# EXERCISE BRIEF:
Please revise the fraud prosecution article from "Instituting a fraud" up to and including "entire incident quiet.", replacing "CEOs" with "business owners".

Why You Should Always Prosecute Fraud

Sometimes people think I’m harsh when I tell them to always prosecute fraud in their companies. My fraud policy is quite simple, “If you steal, you will be prosecuted to the fullest extent of the law.”

Instituting a fraud policy is one of the easiest things a company can do. But I am continually dismayed to find out how many companies don’t have one. It seems to be an issue they’d rather avoid. Until it happens to them.

When fraud occurs in a company, many CEOs are reluctant to prosecute it. The main reason I’ve found is that it can be embarrassing to admit it happened in your company. They’d rather other people didn’t find out about it. And they don’t want to get involved with lawyers and filling out paperwork. It can also be hard to prosecute someone you know. They worry about hurting the employees’ families. So they find it easier just to let the thief go and keep the entire incident quiet.

Let me remind you what one investor said about Bernie Madoff. “Bernie would never do that. He’s my friend.” That investor lost everything. As they say, with friends like that …. For more on that topic, read my blog, “Nice People Commit Fraud.”

There are several reasons you need to prosecute fraud when it occurs in your company.

One is that when people see you following through on the fraud policy, it deters others from committing fraud. And the opposite may be true if you don’t prosecute it and your employees know about it. They may figure, “Well, Susie got caught. She did get fired, but I heard she found another job right away.” So while in the short run it may be a hassle to prosecute the employee, it can pay off in the long run when you don’t have to deal with this issue again.

# DATA EXTRACT:
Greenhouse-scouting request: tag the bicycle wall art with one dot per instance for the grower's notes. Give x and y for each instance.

---

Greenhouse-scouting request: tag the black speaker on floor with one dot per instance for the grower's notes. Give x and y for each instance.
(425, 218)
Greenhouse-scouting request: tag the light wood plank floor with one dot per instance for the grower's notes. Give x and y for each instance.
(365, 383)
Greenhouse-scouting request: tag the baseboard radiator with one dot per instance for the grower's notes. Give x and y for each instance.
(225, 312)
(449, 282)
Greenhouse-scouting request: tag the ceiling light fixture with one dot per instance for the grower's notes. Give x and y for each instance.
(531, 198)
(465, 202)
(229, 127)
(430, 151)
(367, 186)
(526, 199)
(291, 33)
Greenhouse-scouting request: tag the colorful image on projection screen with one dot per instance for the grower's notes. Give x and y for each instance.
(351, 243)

# RESPONSE:
Instituting a fraud policy is one of the easiest things a company can do. But I am continually dismayed to find out how many companies don’t have one. It seems to be an issue they’d rather avoid. Until it happens to them.

When fraud occurs in a company, many business owners are reluctant to prosecute it. The main reason I’ve found is that it can be embarrassing to admit it happened in your company. They’d rather other people didn’t find out about it. And they don’t want to get involved with lawyers and filling out paperwork. It can also be hard to prosecute someone you know. They worry about hurting the employees’ families. So they find it easier just to let the thief go and keep the entire incident quiet.